[Stored items]
-------

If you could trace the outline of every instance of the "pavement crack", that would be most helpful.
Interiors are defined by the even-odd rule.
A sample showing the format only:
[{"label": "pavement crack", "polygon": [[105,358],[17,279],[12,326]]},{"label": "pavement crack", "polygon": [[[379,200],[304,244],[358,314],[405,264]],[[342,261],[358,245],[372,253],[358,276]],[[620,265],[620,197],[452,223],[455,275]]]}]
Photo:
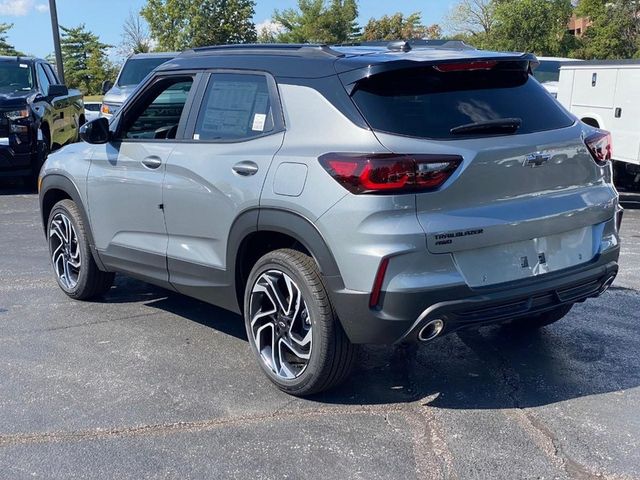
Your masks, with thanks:
[{"label": "pavement crack", "polygon": [[101,325],[103,323],[123,322],[123,321],[126,321],[126,320],[134,320],[136,318],[151,317],[153,315],[157,315],[157,312],[140,313],[140,314],[137,314],[137,315],[128,315],[126,317],[111,318],[109,320],[96,320],[95,322],[76,323],[76,324],[73,324],[73,325],[61,325],[59,327],[40,328],[40,329],[34,329],[34,330],[27,330],[25,332],[20,332],[20,333],[21,334],[31,334],[31,333],[56,332],[56,331],[59,331],[59,330],[68,330],[68,329],[71,329],[71,328],[81,328],[81,327],[90,327],[90,326],[93,326],[93,325]]},{"label": "pavement crack", "polygon": [[449,450],[435,410],[424,405],[413,404],[405,416],[407,424],[413,431],[416,478],[421,480],[457,479],[453,454]]},{"label": "pavement crack", "polygon": [[166,435],[171,433],[192,433],[218,428],[247,425],[249,423],[268,422],[272,420],[304,419],[325,415],[354,415],[372,414],[383,418],[389,412],[407,411],[406,404],[375,405],[375,406],[346,406],[321,407],[314,409],[299,409],[262,414],[238,415],[226,418],[214,418],[190,422],[170,422],[160,424],[138,425],[132,427],[96,428],[90,430],[76,430],[70,432],[17,433],[0,435],[0,448],[13,445],[30,445],[59,442],[81,442],[121,437],[136,437],[150,435]]},{"label": "pavement crack", "polygon": [[572,480],[597,480],[607,478],[607,475],[593,472],[589,467],[569,457],[551,429],[537,416],[525,409],[511,412],[511,416],[528,433],[534,443],[545,455],[564,471]]}]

-------

▸ Requirement:
Could you write out every line above exactly as it stands, with no images?

▸ Solution for this exercise:
If you could trace the outline of every instance of the "pavement crack", that would be most helpful.
Interiors are defined by the even-odd rule.
A sample showing the format only:
[{"label": "pavement crack", "polygon": [[105,358],[17,279],[12,326]]},{"label": "pavement crack", "polygon": [[[379,200],[304,244],[358,314],[405,264]],[[342,261],[358,245],[372,253],[358,276]],[[620,265],[620,197],[452,223],[455,275]]]}]
Photo:
Your masks, with thanks:
[{"label": "pavement crack", "polygon": [[101,325],[103,323],[123,322],[123,321],[126,321],[126,320],[134,320],[136,318],[151,317],[153,315],[157,315],[157,312],[140,313],[140,314],[137,314],[137,315],[128,315],[126,317],[111,318],[109,320],[96,320],[95,322],[76,323],[76,324],[73,324],[73,325],[61,325],[59,327],[40,328],[40,329],[34,329],[34,330],[27,330],[25,332],[20,332],[20,333],[21,334],[31,334],[31,333],[56,332],[56,331],[59,331],[59,330],[68,330],[68,329],[71,329],[71,328],[81,328],[81,327],[90,327],[90,326],[93,326],[93,325]]},{"label": "pavement crack", "polygon": [[449,450],[435,410],[424,405],[413,404],[405,416],[407,424],[413,431],[416,478],[421,480],[457,479],[453,454]]},{"label": "pavement crack", "polygon": [[166,435],[171,433],[192,433],[218,428],[247,425],[249,423],[268,422],[272,420],[304,419],[325,415],[354,415],[372,414],[383,418],[389,412],[407,411],[406,404],[375,405],[375,406],[346,406],[321,407],[314,409],[299,409],[262,414],[238,415],[226,418],[214,418],[190,422],[170,422],[160,424],[138,425],[132,427],[96,428],[90,430],[76,430],[70,432],[17,433],[0,435],[0,448],[13,445],[30,445],[59,442],[81,442],[121,437],[136,437],[150,435]]},{"label": "pavement crack", "polygon": [[572,480],[597,480],[607,478],[607,475],[593,472],[589,467],[569,457],[551,429],[537,416],[525,409],[511,412],[511,416],[528,433],[534,443],[545,455],[564,471]]}]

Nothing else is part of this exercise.